◆ **Exercise details**: In the records that follow, find each line with "below" and pull it out.

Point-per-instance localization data
╭──

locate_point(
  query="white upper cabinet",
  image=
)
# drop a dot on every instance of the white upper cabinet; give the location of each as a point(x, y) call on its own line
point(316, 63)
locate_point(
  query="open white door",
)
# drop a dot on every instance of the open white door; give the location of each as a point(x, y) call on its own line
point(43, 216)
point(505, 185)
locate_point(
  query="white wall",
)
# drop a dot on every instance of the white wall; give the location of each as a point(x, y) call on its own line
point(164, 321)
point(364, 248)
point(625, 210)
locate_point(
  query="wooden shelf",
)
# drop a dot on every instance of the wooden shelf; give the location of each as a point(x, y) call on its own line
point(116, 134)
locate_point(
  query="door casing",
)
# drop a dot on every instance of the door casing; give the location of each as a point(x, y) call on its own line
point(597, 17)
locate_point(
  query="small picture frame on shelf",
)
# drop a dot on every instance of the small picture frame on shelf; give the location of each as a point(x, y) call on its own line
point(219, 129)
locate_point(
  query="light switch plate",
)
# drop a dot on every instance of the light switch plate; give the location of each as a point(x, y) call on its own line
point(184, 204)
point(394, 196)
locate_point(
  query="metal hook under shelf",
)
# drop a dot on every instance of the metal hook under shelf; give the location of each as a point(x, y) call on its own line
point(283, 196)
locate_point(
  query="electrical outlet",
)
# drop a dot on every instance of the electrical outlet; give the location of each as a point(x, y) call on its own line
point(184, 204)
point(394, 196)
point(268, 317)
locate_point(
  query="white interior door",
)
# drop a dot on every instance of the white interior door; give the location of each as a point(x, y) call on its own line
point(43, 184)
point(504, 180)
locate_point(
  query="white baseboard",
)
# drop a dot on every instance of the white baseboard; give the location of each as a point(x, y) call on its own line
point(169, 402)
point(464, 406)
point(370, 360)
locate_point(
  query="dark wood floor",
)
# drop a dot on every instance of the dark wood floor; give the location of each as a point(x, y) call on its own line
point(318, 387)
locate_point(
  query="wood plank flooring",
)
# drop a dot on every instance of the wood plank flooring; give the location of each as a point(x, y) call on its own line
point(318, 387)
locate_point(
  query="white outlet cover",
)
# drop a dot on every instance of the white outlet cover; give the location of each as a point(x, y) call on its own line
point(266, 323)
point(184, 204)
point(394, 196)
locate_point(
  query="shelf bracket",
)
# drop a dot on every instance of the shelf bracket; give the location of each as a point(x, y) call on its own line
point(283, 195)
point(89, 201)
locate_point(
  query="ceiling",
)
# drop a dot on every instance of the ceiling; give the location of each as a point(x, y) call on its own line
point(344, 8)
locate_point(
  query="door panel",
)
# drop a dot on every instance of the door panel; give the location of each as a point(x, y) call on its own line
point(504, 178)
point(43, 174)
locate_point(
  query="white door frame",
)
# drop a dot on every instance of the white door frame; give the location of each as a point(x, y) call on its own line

╰──
╭──

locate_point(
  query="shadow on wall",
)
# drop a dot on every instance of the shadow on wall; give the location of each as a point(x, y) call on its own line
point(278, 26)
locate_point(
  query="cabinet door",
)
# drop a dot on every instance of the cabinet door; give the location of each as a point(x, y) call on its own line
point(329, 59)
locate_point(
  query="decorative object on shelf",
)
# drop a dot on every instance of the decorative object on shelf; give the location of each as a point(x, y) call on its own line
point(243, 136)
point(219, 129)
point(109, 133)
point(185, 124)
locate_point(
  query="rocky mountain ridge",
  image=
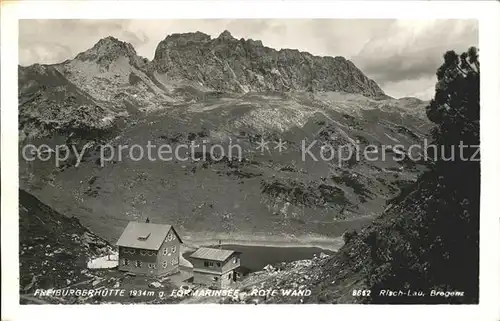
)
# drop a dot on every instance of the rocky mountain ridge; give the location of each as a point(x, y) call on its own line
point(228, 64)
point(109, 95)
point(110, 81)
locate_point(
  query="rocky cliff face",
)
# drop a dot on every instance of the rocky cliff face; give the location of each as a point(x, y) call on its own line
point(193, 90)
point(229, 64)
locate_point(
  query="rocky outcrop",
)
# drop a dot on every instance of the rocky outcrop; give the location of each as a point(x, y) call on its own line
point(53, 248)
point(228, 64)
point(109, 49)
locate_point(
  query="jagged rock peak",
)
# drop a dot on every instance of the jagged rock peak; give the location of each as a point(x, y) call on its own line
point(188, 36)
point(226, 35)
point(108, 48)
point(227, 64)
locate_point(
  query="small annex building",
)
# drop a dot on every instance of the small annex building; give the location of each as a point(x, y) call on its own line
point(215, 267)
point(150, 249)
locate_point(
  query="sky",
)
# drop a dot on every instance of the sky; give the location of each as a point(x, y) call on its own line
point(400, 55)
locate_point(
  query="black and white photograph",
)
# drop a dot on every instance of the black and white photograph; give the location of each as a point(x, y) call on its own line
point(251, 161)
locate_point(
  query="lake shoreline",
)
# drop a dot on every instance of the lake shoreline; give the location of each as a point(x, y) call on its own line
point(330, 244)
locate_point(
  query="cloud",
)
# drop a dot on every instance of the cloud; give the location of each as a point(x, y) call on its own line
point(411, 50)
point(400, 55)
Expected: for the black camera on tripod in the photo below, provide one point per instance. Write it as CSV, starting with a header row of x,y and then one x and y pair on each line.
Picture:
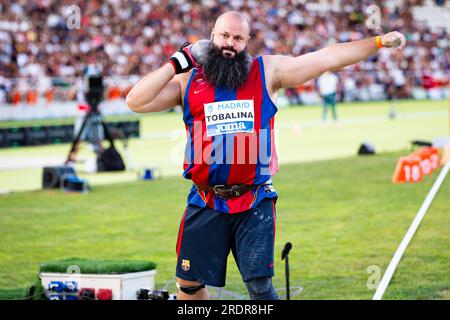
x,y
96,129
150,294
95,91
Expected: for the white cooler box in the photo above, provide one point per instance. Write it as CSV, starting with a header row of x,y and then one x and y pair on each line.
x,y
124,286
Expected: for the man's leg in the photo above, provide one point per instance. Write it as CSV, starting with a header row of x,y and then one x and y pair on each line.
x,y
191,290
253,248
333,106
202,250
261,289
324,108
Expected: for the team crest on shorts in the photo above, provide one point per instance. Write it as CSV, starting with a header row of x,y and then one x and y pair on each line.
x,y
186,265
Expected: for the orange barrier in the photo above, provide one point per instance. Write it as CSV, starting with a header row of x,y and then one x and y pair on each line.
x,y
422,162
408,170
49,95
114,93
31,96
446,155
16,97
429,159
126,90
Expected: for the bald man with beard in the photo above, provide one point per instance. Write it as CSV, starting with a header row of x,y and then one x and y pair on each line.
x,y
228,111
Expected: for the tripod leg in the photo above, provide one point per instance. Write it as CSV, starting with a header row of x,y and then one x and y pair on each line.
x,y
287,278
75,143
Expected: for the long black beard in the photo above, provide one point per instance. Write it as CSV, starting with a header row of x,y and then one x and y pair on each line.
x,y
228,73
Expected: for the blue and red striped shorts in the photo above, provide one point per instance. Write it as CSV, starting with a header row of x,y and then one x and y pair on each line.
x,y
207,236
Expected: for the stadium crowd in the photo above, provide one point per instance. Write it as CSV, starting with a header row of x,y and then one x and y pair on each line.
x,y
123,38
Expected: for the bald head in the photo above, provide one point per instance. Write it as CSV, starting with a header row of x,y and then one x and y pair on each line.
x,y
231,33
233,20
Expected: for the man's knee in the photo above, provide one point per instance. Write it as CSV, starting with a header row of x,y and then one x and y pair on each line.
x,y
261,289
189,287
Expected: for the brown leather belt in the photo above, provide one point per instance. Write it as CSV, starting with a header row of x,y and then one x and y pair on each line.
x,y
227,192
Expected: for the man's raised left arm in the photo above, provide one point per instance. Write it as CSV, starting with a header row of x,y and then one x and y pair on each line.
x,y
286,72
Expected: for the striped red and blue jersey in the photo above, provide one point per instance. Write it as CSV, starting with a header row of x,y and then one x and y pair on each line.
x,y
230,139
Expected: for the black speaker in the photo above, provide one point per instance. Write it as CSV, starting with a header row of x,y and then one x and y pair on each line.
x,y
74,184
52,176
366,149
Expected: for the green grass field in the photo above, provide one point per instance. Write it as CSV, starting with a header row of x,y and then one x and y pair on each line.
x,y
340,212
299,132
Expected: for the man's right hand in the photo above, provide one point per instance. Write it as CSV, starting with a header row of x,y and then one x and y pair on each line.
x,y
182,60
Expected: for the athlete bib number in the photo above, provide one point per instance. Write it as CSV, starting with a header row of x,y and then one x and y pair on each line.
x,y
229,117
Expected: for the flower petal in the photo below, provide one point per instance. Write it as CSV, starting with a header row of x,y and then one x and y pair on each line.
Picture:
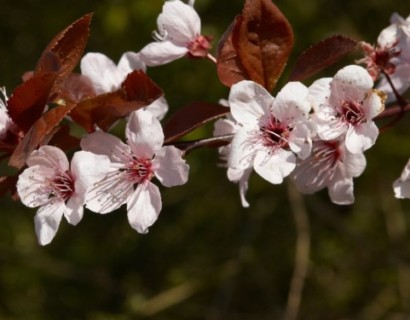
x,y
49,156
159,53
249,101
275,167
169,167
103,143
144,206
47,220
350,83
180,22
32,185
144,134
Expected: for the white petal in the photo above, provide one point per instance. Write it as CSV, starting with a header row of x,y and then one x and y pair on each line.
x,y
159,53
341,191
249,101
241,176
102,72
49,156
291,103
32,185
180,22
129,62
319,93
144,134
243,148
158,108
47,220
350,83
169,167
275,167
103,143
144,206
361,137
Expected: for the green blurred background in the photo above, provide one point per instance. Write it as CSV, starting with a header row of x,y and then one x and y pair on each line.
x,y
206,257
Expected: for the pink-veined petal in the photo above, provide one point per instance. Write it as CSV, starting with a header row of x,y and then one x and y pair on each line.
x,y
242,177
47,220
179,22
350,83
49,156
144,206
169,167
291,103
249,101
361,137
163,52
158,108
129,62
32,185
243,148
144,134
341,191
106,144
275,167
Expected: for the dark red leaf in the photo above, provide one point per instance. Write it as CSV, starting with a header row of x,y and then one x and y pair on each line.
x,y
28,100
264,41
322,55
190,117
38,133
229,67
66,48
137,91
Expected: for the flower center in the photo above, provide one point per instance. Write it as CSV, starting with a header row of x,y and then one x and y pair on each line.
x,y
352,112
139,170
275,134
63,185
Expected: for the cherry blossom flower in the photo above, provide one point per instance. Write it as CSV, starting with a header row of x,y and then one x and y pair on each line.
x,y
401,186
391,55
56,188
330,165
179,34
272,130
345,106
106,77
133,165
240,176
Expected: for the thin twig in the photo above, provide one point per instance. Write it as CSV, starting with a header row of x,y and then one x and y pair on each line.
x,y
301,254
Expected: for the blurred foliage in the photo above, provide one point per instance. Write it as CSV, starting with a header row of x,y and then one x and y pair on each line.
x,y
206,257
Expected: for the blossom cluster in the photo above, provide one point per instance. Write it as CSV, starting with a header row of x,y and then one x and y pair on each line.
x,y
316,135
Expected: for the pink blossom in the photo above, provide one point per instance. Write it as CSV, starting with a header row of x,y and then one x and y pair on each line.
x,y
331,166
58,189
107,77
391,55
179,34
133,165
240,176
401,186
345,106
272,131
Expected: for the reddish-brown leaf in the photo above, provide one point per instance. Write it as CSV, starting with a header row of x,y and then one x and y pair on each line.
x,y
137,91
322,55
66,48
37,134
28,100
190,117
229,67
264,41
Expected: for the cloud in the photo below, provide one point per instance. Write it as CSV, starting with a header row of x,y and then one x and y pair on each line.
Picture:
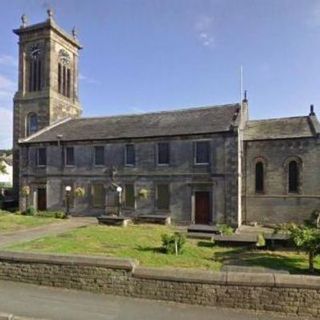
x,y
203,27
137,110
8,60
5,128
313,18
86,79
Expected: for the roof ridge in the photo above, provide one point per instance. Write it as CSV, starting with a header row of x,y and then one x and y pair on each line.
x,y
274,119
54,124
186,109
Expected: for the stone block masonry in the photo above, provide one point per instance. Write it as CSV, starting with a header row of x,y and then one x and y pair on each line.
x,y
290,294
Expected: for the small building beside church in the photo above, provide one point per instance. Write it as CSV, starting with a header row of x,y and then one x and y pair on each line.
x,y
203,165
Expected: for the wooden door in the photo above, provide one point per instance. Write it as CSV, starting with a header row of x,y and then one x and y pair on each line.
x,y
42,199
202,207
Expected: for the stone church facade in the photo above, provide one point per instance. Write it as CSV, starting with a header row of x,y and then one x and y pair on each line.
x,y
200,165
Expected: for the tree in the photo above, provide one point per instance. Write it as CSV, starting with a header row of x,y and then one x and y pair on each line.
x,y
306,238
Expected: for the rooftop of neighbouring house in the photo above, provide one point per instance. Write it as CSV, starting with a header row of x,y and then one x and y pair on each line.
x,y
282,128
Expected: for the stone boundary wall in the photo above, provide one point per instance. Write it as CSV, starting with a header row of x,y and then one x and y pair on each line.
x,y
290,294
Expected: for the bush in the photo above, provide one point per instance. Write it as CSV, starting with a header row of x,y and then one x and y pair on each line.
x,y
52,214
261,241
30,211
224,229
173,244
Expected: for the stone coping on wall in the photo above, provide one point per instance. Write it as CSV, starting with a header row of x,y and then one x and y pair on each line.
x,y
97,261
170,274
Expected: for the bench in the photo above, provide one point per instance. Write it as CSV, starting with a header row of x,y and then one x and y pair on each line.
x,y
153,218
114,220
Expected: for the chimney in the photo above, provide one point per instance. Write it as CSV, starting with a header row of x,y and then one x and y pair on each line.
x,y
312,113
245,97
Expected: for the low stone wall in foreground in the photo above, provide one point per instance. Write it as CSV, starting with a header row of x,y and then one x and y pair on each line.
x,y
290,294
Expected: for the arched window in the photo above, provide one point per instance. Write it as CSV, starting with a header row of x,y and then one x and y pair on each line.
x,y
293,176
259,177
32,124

╰──

◆ **Answer space**:
Expected: for the black camera on tripod in the photo below, provide one point per instance. Write it as CSV, starting with a header row of x,y and then one x and y pair on each line.
Expected: for the flower petal in the photo below, provide one point per instance. Write it as CSV, starting with a header row of x,y and then one x and y pair on each line.
Expected: for the cloud in the photo below, provide one point per instance. Write it as CSV, starting with a header row of x,y and then one x and y pair on each line.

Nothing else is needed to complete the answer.